■ Page excerpt:
= = = = = = =

Geothermal energy can be useful after extraction from geothermal wells, borehole heat exchangers and/or natural sources. Types of geothermal boreholes are geothermal wells (for geothermal water production and injection) and borehole heat exchangers (for heat exchange with the ground without mass transfer). The purpose of geothermal production wells is to harvest the geothermal water present in the aquifer. They often involve a pumping chamber. Geothermal injection wells are used for injecting back the produced geothermal water into the aquifer, having harvested the energy contained within. The paper presents the parameters of geothermal boreholes in Poland (geothermal wells and borehole heat exchangers). The definitions of geothermal boreholes, geothermal wells and borehole heat exchangers were ordered. The dates of construction, depth, purposes, spatial orientation, materials used in the construction of geothermal boreholes for casing pipes, method of water production and type of closure for the boreholes are presented. Additionally, production boreholes are presented along with their efficiency and the temperature of produced water measured at the head. Borehole heat exchangers of different designs are presented in the paper. Only 19 boreholes were created at the Laboratory of Geoenergetics at the Faculty of Drilling, Oil and Gas, AGH University of Science and Technology in Krakow; however, it is a globally unique collection of borehole heat exchangers, each of which has a different design for identical geological conditions: heat exchanger pipe configuration, seal/filling and shank spacing are variable. Using these boreholes, the operating parameters for different designs are tested. The laboratory system is also used to provide heat and cold for two university buildings. Two coefficients, which separately characterize geothermal boreholes (wells and borehole heat exchangers) are described in the paper.

= = = = = = =

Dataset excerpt
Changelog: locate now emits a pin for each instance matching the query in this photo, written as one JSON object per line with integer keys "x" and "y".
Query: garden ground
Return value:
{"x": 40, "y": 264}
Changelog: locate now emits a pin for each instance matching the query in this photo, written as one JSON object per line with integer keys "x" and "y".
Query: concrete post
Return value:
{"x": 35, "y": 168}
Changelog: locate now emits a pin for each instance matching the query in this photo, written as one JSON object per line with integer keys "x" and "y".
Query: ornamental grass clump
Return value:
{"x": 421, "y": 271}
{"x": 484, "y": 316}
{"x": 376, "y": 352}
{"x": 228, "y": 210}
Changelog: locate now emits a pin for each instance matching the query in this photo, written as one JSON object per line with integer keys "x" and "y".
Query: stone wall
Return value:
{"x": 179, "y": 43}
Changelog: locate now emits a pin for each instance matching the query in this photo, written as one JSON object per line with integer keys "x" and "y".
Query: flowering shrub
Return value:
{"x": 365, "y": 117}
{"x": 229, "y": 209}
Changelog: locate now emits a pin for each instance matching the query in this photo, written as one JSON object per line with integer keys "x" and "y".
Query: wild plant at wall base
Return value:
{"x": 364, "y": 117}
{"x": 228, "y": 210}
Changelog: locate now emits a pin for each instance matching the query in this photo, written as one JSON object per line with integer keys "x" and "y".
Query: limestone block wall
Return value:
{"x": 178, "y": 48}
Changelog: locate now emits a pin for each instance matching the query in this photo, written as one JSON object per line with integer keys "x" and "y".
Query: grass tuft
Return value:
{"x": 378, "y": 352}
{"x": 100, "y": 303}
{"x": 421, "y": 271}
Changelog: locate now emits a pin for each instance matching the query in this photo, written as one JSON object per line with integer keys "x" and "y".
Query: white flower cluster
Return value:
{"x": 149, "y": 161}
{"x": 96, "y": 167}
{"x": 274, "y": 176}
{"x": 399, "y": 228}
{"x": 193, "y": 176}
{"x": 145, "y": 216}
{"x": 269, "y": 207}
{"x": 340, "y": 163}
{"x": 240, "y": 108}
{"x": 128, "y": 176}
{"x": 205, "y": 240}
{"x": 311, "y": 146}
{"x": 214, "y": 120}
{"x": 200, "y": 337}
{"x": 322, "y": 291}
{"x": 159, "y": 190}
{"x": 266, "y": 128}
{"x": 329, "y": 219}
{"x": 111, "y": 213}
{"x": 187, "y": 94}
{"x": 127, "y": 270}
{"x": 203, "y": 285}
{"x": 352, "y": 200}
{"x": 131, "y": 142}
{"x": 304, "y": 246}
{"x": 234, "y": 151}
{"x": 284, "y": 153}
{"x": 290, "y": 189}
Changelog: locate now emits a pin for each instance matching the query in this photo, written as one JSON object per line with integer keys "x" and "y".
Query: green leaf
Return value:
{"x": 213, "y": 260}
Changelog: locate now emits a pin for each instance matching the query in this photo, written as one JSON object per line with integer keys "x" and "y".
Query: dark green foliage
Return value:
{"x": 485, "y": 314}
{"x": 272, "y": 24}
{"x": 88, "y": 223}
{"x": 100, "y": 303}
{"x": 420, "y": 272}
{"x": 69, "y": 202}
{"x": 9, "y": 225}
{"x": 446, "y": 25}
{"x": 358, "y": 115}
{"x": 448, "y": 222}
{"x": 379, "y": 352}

= = = = = = =

■ Set problem:
List the borehole heat exchanger design features that the passage on geothermal boreholes says are variable at the Laboratory of Geoenergetics. The records are separate material and have no connection to the passage on geothermal boreholes.

■ Exercise result:
- Heat exchanger pipe configuration
- Seal/filling
- Shank spacing